Problem details
Starting with the line that contains "Mark every instance of the helmet" and going on through the last line of the entries, both ends included, write out every line again, shifting each coordinate in the answers by adding 118 to it. Leave the pictures out.

Material provided

##########

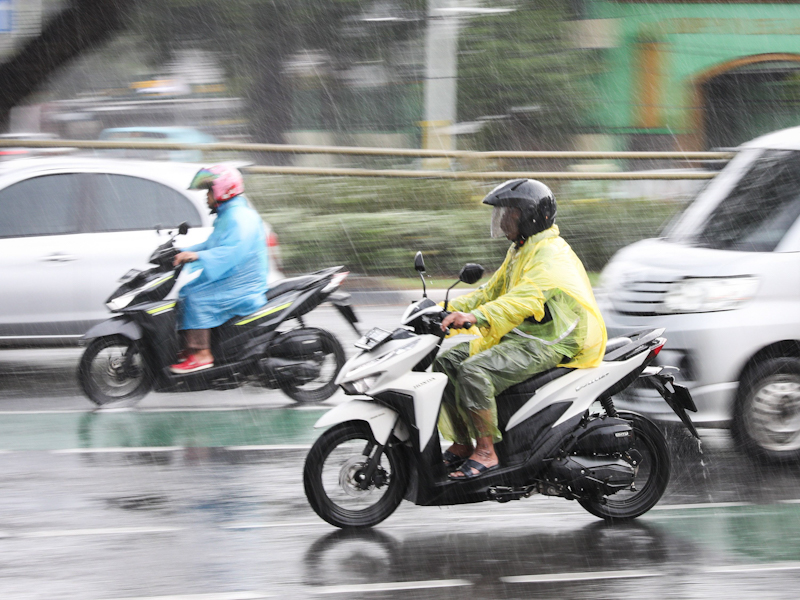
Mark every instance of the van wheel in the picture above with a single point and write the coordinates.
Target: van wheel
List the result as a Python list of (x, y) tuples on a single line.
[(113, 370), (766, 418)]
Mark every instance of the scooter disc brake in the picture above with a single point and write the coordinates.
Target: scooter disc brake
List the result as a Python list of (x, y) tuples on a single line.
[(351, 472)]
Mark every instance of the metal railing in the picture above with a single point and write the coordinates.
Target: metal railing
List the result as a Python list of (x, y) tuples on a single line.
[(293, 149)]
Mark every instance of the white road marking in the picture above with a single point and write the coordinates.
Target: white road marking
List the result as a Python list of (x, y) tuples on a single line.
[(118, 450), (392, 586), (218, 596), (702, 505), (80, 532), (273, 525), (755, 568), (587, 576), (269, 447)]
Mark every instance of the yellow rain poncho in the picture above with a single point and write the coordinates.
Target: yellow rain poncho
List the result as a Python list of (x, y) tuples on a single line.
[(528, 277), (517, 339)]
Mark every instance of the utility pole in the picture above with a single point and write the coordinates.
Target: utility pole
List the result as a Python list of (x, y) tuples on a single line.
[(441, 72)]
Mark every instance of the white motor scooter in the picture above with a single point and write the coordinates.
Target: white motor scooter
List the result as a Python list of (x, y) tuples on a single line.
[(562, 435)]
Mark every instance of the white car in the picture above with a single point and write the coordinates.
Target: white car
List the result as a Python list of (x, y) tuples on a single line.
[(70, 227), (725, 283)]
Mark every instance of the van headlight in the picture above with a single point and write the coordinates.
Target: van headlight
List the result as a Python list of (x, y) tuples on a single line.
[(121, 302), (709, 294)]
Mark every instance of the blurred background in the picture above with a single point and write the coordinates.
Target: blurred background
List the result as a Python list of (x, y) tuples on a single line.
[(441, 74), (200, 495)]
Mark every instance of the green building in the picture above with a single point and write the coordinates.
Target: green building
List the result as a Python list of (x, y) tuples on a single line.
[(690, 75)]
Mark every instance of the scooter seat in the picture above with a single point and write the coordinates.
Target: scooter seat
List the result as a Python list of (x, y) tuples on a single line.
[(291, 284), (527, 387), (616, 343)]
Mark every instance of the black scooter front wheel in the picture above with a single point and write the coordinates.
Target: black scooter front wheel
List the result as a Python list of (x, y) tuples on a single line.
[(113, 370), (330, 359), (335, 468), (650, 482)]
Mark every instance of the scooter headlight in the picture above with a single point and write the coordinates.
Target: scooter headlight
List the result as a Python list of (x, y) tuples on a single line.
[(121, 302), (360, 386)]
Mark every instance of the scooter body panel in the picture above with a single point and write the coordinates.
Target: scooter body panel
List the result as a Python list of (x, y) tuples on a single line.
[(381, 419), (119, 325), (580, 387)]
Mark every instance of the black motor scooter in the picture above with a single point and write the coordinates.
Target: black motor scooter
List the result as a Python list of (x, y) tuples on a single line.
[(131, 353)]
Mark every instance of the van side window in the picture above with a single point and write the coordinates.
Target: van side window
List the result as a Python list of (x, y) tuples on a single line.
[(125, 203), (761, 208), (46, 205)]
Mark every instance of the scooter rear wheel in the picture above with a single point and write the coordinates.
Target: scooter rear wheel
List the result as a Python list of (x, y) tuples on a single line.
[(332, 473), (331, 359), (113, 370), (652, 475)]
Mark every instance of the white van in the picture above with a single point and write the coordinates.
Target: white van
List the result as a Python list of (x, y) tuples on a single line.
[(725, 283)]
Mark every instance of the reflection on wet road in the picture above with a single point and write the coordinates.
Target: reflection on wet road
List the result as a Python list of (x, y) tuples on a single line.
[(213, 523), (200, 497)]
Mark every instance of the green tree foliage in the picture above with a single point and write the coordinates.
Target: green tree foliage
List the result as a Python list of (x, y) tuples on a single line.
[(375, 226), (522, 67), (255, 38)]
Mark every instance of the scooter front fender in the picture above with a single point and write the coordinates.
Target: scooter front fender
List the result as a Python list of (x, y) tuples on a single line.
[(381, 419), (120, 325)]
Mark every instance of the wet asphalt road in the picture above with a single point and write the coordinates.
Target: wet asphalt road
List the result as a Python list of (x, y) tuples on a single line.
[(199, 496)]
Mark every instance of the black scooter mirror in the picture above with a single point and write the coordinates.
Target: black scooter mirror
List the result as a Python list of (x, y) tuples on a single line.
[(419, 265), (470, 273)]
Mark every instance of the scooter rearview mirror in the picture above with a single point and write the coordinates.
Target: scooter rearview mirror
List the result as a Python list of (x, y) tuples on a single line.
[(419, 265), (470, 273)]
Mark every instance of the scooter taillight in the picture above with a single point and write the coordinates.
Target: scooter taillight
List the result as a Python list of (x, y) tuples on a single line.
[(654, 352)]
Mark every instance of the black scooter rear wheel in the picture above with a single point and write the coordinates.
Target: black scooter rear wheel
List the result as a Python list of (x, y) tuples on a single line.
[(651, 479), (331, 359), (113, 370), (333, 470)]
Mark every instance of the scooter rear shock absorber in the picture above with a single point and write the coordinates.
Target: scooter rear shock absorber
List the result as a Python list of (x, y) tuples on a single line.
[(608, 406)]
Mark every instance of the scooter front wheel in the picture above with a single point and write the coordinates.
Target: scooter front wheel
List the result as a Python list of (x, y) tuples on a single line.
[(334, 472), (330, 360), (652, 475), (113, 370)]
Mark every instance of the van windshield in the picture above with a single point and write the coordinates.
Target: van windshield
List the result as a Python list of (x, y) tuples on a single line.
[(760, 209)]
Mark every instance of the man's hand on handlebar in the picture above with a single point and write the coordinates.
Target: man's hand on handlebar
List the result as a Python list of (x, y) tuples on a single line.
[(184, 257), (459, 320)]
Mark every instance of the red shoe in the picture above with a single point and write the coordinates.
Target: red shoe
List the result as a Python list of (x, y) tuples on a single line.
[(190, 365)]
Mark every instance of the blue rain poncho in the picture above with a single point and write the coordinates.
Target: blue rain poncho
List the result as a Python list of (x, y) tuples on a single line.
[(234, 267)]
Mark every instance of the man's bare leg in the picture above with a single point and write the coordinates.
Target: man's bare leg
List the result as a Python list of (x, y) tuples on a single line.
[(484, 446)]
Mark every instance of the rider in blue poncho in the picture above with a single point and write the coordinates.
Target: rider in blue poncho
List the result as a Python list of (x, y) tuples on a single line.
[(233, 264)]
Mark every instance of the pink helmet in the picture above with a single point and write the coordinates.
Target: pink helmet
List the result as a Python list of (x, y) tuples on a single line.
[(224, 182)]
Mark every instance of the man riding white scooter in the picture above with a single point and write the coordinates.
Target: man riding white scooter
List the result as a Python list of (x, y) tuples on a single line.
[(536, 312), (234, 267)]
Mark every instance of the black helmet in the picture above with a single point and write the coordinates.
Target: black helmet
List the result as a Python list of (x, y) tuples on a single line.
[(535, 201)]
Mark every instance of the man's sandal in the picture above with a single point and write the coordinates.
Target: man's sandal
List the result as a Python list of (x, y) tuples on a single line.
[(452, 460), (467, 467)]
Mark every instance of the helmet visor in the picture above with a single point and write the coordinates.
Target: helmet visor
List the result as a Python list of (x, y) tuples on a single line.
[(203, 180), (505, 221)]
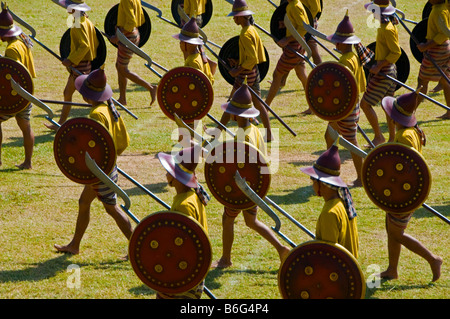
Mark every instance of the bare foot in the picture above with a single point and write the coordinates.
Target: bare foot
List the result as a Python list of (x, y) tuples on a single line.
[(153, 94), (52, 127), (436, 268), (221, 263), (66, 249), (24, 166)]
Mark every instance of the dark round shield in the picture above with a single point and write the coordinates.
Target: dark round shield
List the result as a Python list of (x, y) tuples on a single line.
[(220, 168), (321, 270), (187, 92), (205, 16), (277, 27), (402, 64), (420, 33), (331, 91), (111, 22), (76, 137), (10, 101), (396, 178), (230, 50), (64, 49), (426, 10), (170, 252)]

##########

Final result
Mark every instance of the helmet visor in the picture above with a single point and write the coordinates.
Target: helmet visor
List the result as a Python list of (x, y) tuples on a single line.
[(321, 298), (623, 339)]
Mark every instance of the bare foot in the picture above with a single point and write the coordinates.
Target: bare foot
List the result as a Python list of (x, y) tuples on a single line.
[(271, 212), (170, 245), (554, 386), (339, 381), (184, 367), (142, 284)]
Mark every instance of the dark round shield in the picture above with a single point and write the coordinates.
Target: dark round shield
List the result as a Python list of (x, y) tuples on a single line.
[(338, 286), (439, 388), (305, 210), (323, 134), (395, 145), (520, 182), (538, 151), (449, 209), (229, 140), (194, 255), (128, 219), (514, 296), (348, 168), (182, 167), (544, 128), (288, 370)]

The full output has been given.